Tareas del ejercicio.
**a)** Copia del texto sobre las pompas de jabón el pasaje que va desde "No sé cuántas" hasta "o la prudencia.".
**b)** Prosigue el texto sobre las pompas de jabón a partir de su última oración.

Fragmento de texto.
######
No sé cuántas horas habré pasado haciendo pompas de jabón con mis hijos cuando eran pequeños. Muchísimas. Recuerdo bien la sorpresa, el gozo y las palmadas de entusiasmo de ambos al ver que con un suave soplido podíamos hacer surgir de la nada el elemento más asombroso del mundo (también recuerdo la decepción cuando se nos acababa o se nos derramaba el líquido mágico, que luego resultaba imposible de reproducir en casa, aunque el señor de la tienda se empeñara en decirnos que era solo agua con jabón). Tal vez las pompas de jabón constituyan el primer contacto de los niños con la belleza. Tal vez sea conveniente entender lo antes posible que la belleza es efímera, frágil, sumamente excitante, difícil de aprehender y laboriosa. Me parece más importante intentar señalarles a nuestros hijos la belleza que enseñarles el ahorro, la perseverancia o la prudencia.
######
Registros de un conjunto de datos:
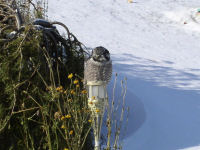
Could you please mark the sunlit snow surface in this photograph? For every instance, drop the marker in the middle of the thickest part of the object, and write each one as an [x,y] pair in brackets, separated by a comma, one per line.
[156,44]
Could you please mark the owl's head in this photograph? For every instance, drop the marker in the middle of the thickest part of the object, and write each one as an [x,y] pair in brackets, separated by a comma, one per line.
[100,54]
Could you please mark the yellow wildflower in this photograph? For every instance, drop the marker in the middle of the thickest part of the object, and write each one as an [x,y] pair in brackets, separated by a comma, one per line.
[75,81]
[90,103]
[71,132]
[97,110]
[62,127]
[65,92]
[72,92]
[70,100]
[62,118]
[68,116]
[70,76]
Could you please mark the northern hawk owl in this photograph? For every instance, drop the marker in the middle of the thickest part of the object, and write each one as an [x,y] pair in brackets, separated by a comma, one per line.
[99,66]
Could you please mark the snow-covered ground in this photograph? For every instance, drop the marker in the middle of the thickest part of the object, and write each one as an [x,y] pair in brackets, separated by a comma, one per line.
[156,45]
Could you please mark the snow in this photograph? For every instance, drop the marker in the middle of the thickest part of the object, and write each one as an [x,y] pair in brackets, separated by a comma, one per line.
[156,45]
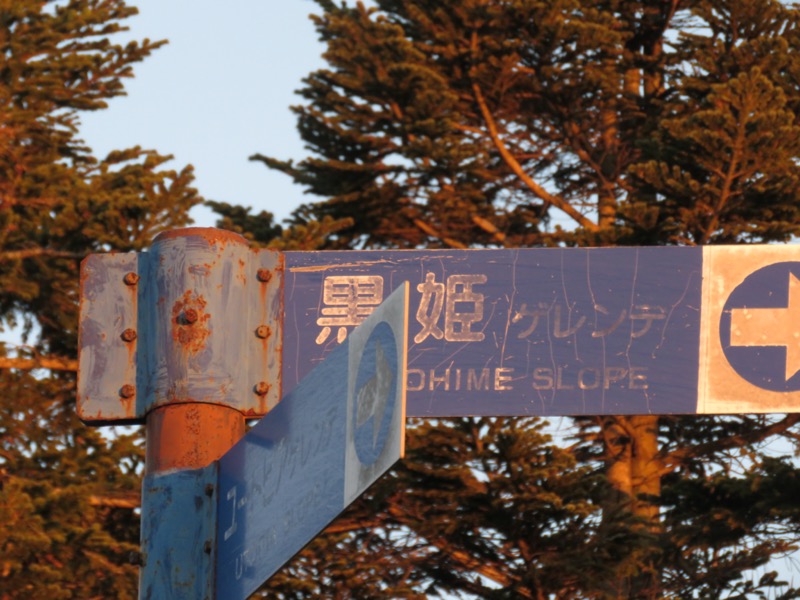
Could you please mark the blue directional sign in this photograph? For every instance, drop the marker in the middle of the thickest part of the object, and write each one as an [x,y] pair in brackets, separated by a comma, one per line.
[311,456]
[569,331]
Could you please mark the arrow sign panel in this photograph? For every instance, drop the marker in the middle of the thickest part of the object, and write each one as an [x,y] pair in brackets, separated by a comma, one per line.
[324,444]
[567,331]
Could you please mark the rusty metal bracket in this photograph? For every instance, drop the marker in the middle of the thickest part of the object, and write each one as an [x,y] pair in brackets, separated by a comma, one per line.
[198,319]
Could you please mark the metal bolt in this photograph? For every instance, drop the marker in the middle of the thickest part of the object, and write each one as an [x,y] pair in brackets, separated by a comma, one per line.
[128,335]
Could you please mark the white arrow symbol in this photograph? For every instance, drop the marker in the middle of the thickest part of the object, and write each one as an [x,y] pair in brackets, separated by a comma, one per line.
[771,327]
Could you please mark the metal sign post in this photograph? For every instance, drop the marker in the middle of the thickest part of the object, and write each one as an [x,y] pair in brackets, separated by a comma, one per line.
[185,339]
[325,443]
[202,332]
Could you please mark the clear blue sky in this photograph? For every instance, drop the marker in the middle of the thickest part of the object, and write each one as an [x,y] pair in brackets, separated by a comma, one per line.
[219,92]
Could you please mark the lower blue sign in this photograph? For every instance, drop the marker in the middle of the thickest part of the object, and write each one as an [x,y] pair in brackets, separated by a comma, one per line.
[312,455]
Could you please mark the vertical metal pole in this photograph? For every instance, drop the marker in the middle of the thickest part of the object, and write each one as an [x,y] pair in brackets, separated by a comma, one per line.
[196,281]
[185,338]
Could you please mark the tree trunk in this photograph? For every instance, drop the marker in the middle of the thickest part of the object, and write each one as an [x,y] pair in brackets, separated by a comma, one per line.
[633,468]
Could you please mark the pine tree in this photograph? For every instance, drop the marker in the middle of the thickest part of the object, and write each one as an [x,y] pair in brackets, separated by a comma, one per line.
[67,493]
[475,123]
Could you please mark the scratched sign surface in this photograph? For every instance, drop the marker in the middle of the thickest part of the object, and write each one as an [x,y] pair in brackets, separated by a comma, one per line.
[325,443]
[515,332]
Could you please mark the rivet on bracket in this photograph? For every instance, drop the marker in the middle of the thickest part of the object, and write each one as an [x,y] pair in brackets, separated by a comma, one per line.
[128,335]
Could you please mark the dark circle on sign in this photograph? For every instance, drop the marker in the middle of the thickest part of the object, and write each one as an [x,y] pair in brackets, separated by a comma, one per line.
[763,366]
[378,362]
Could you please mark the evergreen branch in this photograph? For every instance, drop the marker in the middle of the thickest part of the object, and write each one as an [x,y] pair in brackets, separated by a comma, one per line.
[677,458]
[463,558]
[11,255]
[726,193]
[514,165]
[54,363]
[489,228]
[433,233]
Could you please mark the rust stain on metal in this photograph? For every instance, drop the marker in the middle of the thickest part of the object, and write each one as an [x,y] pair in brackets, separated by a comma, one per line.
[190,322]
[210,234]
[191,435]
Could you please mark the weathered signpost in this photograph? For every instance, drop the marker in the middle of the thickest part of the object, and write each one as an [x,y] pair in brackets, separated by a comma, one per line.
[202,332]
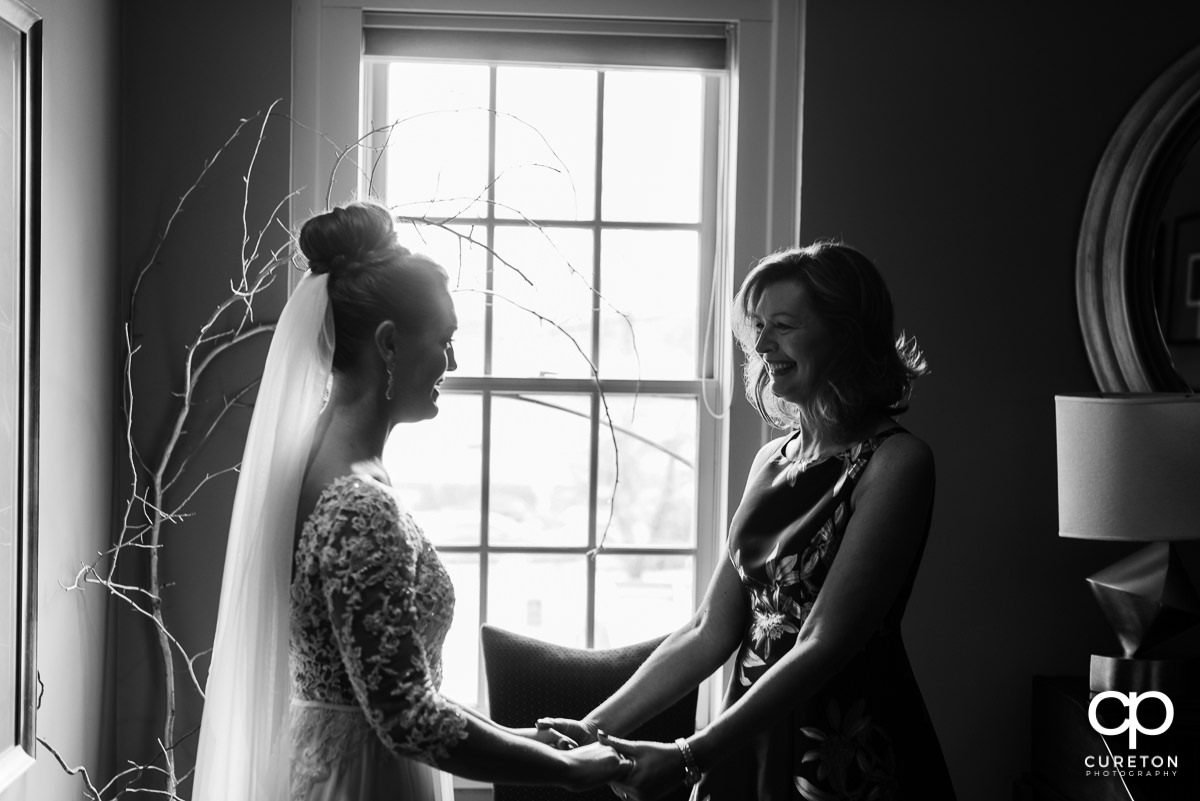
######
Respuestas en orden.
**a)**
No sé cuántas horas habré pasado haciendo pompas de jabón con mis hijos cuando eran pequeños. Muchísimas. Recuerdo bien la sorpresa, el gozo y las palmadas de entusiasmo de ambos al ver que con un suave soplido podíamos hacer surgir de la nada el elemento más asombroso del mundo (también recuerdo la decepción cuando se nos acababa o se nos derramaba el líquido mágico, que luego resultaba imposible de reproducir en casa, aunque el señor de la tienda se empeñara en decirnos que era solo agua con jabón). Tal vez las pompas de jabón constituyan el primer contacto de los niños con la belleza. Tal vez sea conveniente entender lo antes posible que la belleza es efímera, frágil, sumamente excitante, difícil de aprehender y laboriosa. Me parece más importante intentar señalarles a nuestros hijos la belleza que enseñarles el ahorro, la perseverancia o la prudencia.

**b)**
No hay muchas cosas en el mundo que provoquen esa sensación de pasmo, de deslumbramiento y de felicidad. Ocurre también cuando empieza a nevar (al menos en los lugares donde no nieva muy a menudo): el cielo blanco y preñado, el vasto silencio y, de repente, la nieve. La tierra y los coches se cubren de blanco, sacamos la lengua para intentar atrapar algún copo y sentir su frescor, cerramos los ojos para sentirlos en los párpados, por un instante pensamos que todo va a volver a comenzar. Y ocurre con los flechazos. Una de mis escenas favoritas de La tempestad de Shakespeare es cuando Miranda, que ha crecido en una isla desierta con la sola compañía de Próspero, su anciano padre, y que nunca ha visto a otro hombre, ve al apuesto Fernando por primera vez.

Próspero le dice: «Levanta los orlados telones de tus ojos y dime qué ves allá».

Y Miranda responde: «¿Qué es? ¿Un espíritu? ¡Qué mirada inquieta, señor! Por cierto que tiene gallarda figura. Y sin embargo es un espíritu».

Y Próspero le dice: «No, muchacha, come, duerme y tiene sentidos como los nuestros. Este galán que ves aquí estaba en el naufragio; y a no ser por las manchas del dolor, cáncer de la hermosura, podrías tenerlo por bella persona. Ha perdido a sus camaradas y los va buscando».

Y Miranda responde: «Por divino lo tendría, pues en la naturaleza nunca he visto nada tan noble».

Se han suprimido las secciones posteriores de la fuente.